In the Fall of 1996, Scott Urban and another friend William Lindesay spent every weekend possible cycling to the Great Wall of China to find lost sections of the Wall, with nothing more than curiosity, bicycles, and a map of the greater Beijing area. The trips involved comparatively big distances and tough conditions, but the payoffs were rich: in store could be anything from a swath of rubble to a grand section of Ming Dynasty ramparts with intact towers and inscribed tablets. This fall we invite you to join the ride and see the China that's not usually seen.

Scott currently resides in Denver, Colorado, USA, and is involved in a number of China-related projects. He can be reached at rrurban@ aol.com.


I met Will as planned at the Asian Games flyover at 5:30 am, and we headed down the Chanping Expressway out of town. Last time we traveled down this long stretch of road -- over a year ago -- we called it the hao lu ("good road") because there were huge exterior lanes dedicated, it seemed, to bicycles.

I thought at the time that was too good to last. It was. Now this road is a true expressway in the Western sense of the word, complete with toll stations and flyovers. Long sections of the road are 20 feet off the ground. The former "hao lu" is now the access road, chock-a-block with exhaust-belching vehicles.

STORED DATA
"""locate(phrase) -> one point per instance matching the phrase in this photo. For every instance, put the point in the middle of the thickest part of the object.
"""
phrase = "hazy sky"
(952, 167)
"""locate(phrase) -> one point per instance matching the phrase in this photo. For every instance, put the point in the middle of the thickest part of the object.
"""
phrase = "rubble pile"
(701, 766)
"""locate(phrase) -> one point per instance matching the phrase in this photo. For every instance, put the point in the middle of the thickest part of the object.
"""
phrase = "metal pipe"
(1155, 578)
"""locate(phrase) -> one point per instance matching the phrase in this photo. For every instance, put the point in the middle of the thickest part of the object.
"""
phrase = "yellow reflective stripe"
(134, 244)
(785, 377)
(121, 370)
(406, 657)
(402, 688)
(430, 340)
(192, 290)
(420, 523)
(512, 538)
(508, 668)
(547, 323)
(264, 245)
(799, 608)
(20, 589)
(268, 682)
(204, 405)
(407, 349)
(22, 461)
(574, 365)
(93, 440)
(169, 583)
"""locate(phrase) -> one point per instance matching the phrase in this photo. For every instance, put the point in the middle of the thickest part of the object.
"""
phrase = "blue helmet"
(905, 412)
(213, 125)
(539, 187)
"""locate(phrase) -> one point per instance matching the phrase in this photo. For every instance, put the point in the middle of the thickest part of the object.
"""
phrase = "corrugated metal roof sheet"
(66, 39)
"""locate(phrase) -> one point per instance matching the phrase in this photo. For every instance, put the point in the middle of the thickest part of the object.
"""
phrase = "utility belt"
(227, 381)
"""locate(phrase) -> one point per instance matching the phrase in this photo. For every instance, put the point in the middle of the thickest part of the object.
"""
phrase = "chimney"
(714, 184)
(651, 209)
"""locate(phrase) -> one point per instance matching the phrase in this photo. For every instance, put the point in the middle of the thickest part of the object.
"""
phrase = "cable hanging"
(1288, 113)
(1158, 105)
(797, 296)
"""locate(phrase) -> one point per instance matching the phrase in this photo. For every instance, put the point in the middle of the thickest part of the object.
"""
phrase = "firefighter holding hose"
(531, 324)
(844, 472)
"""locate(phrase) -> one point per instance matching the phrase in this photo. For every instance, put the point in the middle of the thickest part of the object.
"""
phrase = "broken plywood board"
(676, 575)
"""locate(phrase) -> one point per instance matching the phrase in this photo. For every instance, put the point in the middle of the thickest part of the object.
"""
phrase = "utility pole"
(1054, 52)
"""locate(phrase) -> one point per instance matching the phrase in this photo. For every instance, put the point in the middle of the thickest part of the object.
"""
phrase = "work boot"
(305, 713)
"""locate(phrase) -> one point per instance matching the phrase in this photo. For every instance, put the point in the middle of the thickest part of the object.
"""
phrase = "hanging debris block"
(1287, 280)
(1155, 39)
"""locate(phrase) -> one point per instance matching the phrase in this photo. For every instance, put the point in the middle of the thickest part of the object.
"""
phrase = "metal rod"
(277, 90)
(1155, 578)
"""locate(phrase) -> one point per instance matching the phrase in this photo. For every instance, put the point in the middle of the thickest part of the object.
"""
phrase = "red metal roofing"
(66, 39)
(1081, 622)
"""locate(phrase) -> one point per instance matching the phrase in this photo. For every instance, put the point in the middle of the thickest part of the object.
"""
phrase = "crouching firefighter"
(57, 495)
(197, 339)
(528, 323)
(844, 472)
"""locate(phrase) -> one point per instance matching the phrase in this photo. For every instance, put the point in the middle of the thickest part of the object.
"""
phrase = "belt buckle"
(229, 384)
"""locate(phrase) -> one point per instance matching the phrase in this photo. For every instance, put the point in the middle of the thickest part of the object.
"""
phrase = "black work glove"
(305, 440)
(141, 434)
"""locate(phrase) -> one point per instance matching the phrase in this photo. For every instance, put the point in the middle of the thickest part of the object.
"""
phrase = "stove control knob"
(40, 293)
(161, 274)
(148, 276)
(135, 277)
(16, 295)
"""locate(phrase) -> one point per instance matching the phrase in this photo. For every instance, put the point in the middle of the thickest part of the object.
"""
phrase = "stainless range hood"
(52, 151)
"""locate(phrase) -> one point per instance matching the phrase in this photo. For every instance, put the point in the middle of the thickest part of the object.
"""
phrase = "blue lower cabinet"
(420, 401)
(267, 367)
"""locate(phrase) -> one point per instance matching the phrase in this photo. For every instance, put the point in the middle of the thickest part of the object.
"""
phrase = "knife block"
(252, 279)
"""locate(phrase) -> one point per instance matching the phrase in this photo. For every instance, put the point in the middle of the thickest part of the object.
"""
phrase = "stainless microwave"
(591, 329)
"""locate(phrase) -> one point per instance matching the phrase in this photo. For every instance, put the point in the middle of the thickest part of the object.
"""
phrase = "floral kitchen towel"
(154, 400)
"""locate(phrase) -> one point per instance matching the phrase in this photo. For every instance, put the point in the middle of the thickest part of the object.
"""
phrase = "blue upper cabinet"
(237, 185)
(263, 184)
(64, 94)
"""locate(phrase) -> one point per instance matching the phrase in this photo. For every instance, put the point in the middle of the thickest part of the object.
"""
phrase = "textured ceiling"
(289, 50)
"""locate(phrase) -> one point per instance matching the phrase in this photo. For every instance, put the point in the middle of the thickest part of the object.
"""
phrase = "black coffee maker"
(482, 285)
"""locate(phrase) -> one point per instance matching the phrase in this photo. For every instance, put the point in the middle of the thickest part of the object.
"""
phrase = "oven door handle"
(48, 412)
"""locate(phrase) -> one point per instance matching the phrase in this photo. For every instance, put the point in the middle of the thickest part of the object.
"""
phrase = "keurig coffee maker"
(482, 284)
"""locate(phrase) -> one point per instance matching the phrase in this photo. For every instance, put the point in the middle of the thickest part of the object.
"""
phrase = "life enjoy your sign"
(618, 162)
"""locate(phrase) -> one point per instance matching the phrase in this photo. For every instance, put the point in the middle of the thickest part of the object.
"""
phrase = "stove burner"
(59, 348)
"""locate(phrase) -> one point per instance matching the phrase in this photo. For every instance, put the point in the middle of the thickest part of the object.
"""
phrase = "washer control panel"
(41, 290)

GOALS
1 - Translate this sentence from the Great Wall cycling text into Spanish: "Long sections of the road are 20 feet off the ground."
2 - Using the Great Wall cycling text, answer each question on its own line:
(a) In what season and year did Scott Urban and William Lindesay make their weekend rides?
(b) Where does Scott currently reside?
(c) At what time did the meeting at the Asian Games flyover take place?

SOLUTIONS TO EACH TASK
1 - Largos tramos de la carretera están a 20 pies del suelo.

2 -
(a) The Fall of 1996
(b) Denver, Colorado, USA
(c) 5:30 am